» THE PROBLEM: Below is a set of records. Repeat all of them exactly.

Stored items

[BEGIN]

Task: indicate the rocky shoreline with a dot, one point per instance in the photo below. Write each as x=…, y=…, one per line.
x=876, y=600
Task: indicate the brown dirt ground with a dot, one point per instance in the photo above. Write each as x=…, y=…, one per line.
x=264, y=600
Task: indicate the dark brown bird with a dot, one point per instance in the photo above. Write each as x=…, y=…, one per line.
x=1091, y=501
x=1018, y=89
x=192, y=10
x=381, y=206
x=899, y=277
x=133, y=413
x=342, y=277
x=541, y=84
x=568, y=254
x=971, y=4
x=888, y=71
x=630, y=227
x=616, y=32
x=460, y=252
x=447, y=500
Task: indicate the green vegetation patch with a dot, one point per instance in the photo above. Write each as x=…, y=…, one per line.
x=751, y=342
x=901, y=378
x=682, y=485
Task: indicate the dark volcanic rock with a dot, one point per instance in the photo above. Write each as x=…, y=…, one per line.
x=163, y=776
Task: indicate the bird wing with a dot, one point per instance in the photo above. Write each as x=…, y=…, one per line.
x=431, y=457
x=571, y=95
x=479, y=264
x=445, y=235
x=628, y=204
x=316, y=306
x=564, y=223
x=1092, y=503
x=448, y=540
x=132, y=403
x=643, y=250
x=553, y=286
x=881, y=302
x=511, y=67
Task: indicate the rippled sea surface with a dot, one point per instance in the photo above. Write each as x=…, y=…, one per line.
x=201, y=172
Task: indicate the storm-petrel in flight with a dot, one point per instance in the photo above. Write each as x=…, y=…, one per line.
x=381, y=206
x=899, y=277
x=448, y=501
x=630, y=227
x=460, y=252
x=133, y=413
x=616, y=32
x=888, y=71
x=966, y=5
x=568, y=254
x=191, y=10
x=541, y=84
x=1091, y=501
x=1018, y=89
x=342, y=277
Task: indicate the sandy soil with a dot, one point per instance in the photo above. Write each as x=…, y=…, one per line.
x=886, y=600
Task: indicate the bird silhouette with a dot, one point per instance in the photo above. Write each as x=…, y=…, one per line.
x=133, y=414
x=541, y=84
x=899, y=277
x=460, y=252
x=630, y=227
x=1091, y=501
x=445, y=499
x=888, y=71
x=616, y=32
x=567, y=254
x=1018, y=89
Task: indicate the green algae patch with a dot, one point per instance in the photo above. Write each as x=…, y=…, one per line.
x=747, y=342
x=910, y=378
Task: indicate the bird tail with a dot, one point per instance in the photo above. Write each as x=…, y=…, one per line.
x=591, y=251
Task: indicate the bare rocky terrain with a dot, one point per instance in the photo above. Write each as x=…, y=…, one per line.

[END]

» CORRECT OUTPUT:
Task: indicate the rocky shoreline with a dot, one point per instance in the photo below. Write each as x=…, y=…, one per line.
x=876, y=600
Task: indicate the brown dirt ground with a dot, one point per instance in the photo above. Write each as x=…, y=…, one per line.
x=264, y=600
Task: indicate the dark brown bird with a dot, one point per instance in the photo above. Write each as x=…, y=…, one per line.
x=1091, y=501
x=1018, y=89
x=192, y=10
x=381, y=206
x=899, y=277
x=133, y=413
x=342, y=277
x=541, y=84
x=568, y=254
x=971, y=4
x=888, y=71
x=630, y=227
x=616, y=32
x=460, y=252
x=447, y=500
Task: indicate the green vegetation patch with a dot, one point per instance in the photo above. Write each as x=…, y=…, one per line.
x=751, y=342
x=901, y=378
x=682, y=485
Task: indicate the dark volcanic rock with a dot, one point per instance in the photo above. Write each as x=…, y=…, one per line.
x=163, y=776
Task: indicate the bird wing with a dot, one point per instance in the photo above. Write each as x=…, y=…, one per line.
x=431, y=457
x=571, y=95
x=479, y=264
x=445, y=235
x=628, y=204
x=316, y=306
x=564, y=223
x=1092, y=503
x=448, y=540
x=132, y=403
x=643, y=250
x=553, y=286
x=881, y=302
x=511, y=67
Task: indicate the rippled sea surface with a dot, one point per instance in the photo above. Write each as x=…, y=…, one per line.
x=201, y=172
Task: indicate the storm-petrel in flight with a dot, one point per instance in the photo above. Write each as x=…, y=…, one per line.
x=381, y=206
x=899, y=277
x=448, y=501
x=630, y=227
x=460, y=252
x=133, y=413
x=616, y=32
x=888, y=71
x=966, y=5
x=568, y=254
x=191, y=10
x=541, y=84
x=1091, y=501
x=1018, y=89
x=342, y=277
Task: indicate the sandy soil with a dot, one point per instance in the photo above. Write each as x=…, y=…, one per line.
x=886, y=600
Task: indicate the bird silhouette with a dot, one point per instance in the photo above. Write each as x=…, y=…, one per line.
x=133, y=414
x=541, y=84
x=899, y=277
x=460, y=252
x=630, y=227
x=1091, y=501
x=445, y=499
x=888, y=71
x=616, y=32
x=567, y=254
x=1018, y=89
Task: indicate the green algae patch with a dot, one point per instance in the photo above. Write each as x=…, y=…, one per line.
x=747, y=342
x=910, y=378
Task: indicate the bird tail with a dot, one point per instance in the photo above. Write each as x=…, y=…, one per line.
x=591, y=251
Task: indicate the bare rocky terrain with a dot, one point per instance in the photo above. Write each as x=…, y=…, one per line.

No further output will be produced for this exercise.